* [TEXT SEGMENT]
[Start of Attachment]

I got an Nvidia GH200 server for €7.5k on Reddit and converted it to a desktop
Deal, risk, and sourcing
- Many readers call it a “deal of the century” given that a dual-GH200/H100 system was had for ~€7.5k, far below perceived market value.
- Some assumed the hardware must have been “fell off a truck” or scrap-tier, but comments clarify it came from legit Nvidia server OEMs and was heavily used, sold “as is” to avoid support/returns.
- Paying in cash and picking it up in person raised mild “farmhouse in the forest / dirty white van” murder jokes, but others note that large cash transactions are normal in Germany (e.g., buying cars).
Form factor, cooling, and bring-up pain
- GH200 is a Grace CPU + H100 GPU on a custom module, not PCIe add-in cards, so you can’t just drop the GPUs into a normal EATX workstation. The only realistic path is to keep the whole server board and build case/cooling around it.
- Getting the system to boot required arcane driver and platform knowledge: specific datacenter ARM64 drivers and a hack to tell the driver to ignore NVLink so GPUs would initialize over PCIe.
- That hack likely disables the high-speed interconnect, but without it the GPUs were unusable.
- The physical modding (custom frame, liquid loops, fine-pitch soldering with epoxy “insurance”) impressed people as extreme but inspiring “McGyver” engineering.
Performance, economics, and use cases
- Reported throughput: ~100 tokens/s on GLM 4.5 Air (166B), and claims of running 235B–600B-class models at home.
- One commenter does a rough ROI: with heavy batching, ~1M tokens/hour and ~€0.8/hour net profit at €1/1M tokens and typical EU electricity, giving ~1-year payback—while admitting huge uncertainty in utilization and demand.

[End of Attachment]

* [Saved entries]
[Start of Attachment]

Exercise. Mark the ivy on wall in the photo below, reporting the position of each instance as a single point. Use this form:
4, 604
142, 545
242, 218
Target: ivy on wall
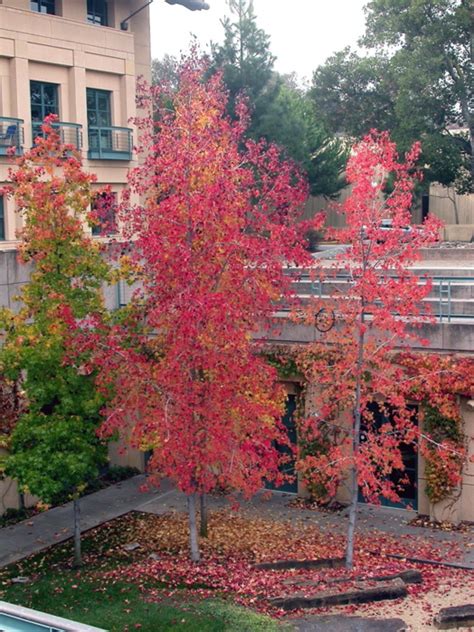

[End of Attachment]

* [ASSIGNMENT 1] The summary of the discussion about the GH200 server converted to a desktop is divided into sections. List the section headings that appear under its title.
* [ASSIGNMENT 2] Resume the summary of the discussion about the GH200 server converted to a desktop, starting after its final point about the rough return on investment.

* [WRITTEN REPLY 1]
- Deal, risk, and sourcing
- Form factor, cooling, and bring-up pain
- Performance, economics, and use cases

* [WRITTEN REPLY 2]
- Others argue the real value is private, unrestricted models (e.g., answering questions censored by hosted LLMs), on-prem AI for law/medical offices, and “owning the stack,” not pure resale value.
Gaming and desktop viability
- Datacenter GPUs lack outputs; the build adds a low-end Nvidia card for display. Gaming would need GPU copying, streaming, or VMs; plus the ARM CPU means emulation and DRM headaches.
- Several note datacenter cards typically underperform far-cheaper gaming GPUs for games, as drivers and hardware are tuned for compute, not graphics.
Used enterprise hardware market
- Some say this system’s “original $80k” price is misleading; modern RTX 6000/Blackwell cards give similar or better performance in standard workstations.
- Others counter that dual H100s with HBM3 bandwidth and NVLink still beat RTX 6000s on large-model throughput, and that data-center GPU resale can be surprisingly resilient.
- Multiple anecdotes celebrate hunting used servers/GPUs (P40, MI50, V100) and flipping or repurposing them, framing this build as a pinnacle example of that hobby.